**SOURCE MATERIAL:**
"""
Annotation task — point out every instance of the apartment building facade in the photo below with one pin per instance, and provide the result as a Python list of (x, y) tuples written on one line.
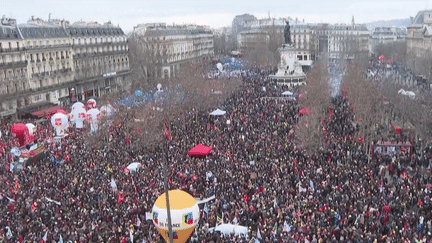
[(41, 61)]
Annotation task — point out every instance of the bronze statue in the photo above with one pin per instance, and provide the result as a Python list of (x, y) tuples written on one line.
[(287, 33)]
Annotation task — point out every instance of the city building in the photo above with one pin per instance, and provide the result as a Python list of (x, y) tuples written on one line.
[(342, 41), (386, 35), (13, 68), (101, 60), (49, 60), (171, 47), (241, 23), (269, 32), (419, 43), (42, 61)]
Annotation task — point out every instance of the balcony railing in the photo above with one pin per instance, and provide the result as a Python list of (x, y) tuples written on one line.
[(12, 49), (13, 64)]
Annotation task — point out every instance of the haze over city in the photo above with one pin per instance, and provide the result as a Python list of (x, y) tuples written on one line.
[(215, 14)]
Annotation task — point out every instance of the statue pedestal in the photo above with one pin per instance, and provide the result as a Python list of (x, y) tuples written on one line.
[(290, 71)]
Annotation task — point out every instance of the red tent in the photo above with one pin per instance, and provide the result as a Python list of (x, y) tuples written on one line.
[(21, 132), (46, 112), (200, 150), (304, 111)]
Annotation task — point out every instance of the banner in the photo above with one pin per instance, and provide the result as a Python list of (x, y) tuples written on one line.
[(199, 201)]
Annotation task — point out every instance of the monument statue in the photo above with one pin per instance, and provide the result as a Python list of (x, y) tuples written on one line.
[(287, 33)]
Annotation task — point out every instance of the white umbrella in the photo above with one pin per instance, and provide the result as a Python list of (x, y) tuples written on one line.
[(227, 229), (218, 112), (134, 166)]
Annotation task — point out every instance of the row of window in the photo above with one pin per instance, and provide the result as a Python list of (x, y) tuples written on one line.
[(12, 73), (45, 56), (98, 40), (47, 43), (101, 49)]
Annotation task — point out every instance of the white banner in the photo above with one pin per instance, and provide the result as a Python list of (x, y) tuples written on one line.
[(205, 200)]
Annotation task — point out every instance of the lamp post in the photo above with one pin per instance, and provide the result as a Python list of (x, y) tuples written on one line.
[(165, 169)]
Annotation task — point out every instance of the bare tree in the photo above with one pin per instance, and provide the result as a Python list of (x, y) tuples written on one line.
[(366, 102), (395, 50), (147, 57), (317, 99)]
"""
**GOAL:** Rewrite all of the rows above, replacing "one pin" with "a single pin" and keeping everything else the same. Omit the pictures.

**THE REPLY:**
Annotation task — point out every instance of the apartment building facade in the photo below with a single pin per instance, and provide the result as a Python list of (x, y) tuples written on one line.
[(41, 61)]
Annotation task — point out every instance of the bronze statue in the photo above with a single pin per instance, and provide the result as a Python list of (x, y) tuples written on one line.
[(287, 33)]
Annotation task — point out every instance of the city building in the photo above with a single pin per instance, and provide the result as a Python list of (x, y) tuples written on one line.
[(342, 41), (386, 35), (13, 68), (101, 60), (49, 60), (171, 47), (241, 23), (269, 32), (419, 43), (42, 61)]
Annotation task — point out every instance of the balcony railing in the photo above with a single pin per instance, and provide the result as a Python list of (x, y) tuples written on one line.
[(12, 49), (13, 64)]
Annotation task — point out every instance of the haze over city in the photo above with a single pin per instance, and provide the result as a Python list of (x, y) tuples written on one line.
[(215, 14)]
Annotation task — point out every instance of the statue pedestal in the photo above with a single pin per instance, and provide the result as a Python list of (x, y) tuples written on one line.
[(290, 71)]
Annotation task — point out every instance of the red tent in the photo above with a single pin per instance, and provide the result as a Python list of (x, y) tuples written on one line.
[(21, 132), (46, 112), (200, 150), (304, 111)]
Annotation task — point out every instance of the banner in the photo above with a single pin per instance, and provide the result as a Python list of (x, y) tuples written on one line.
[(199, 201)]
Annotation task — point out every instance of the monument statue in the photo above with a single pin per instance, and provide the result as a Python list of (x, y) tuples written on one line.
[(287, 33)]
Annotation task — point out every instance of the white umbrella in the photo above with a single pin per instance, and provide the result as a Python list of (x, y) tuples written on one line.
[(227, 229), (218, 112), (134, 166)]
Annotation task — point out every instance of the row of window in the photo above with a single pin per instance, and provide the result as a Python list of (x, y) tuples written on one line.
[(12, 73), (45, 56), (98, 40), (47, 43), (101, 49)]
Annotation task — point out every instance of the white banner in the photo above with a single pin per instance, and provide the result as a Python list of (x, y) tuples written on one line.
[(205, 200)]
Annotation task — point out every instance of the lamp post in the photo above with a single pin per instance, and provide the result as a Python list of (x, y) tuples written on one line.
[(165, 169)]
Annotation task — point out every instance of the bare tree in the photo above with a single pin per instance, and provide the result as a Python list of (x, y) tuples written on one line.
[(366, 102), (395, 50), (147, 57), (317, 99)]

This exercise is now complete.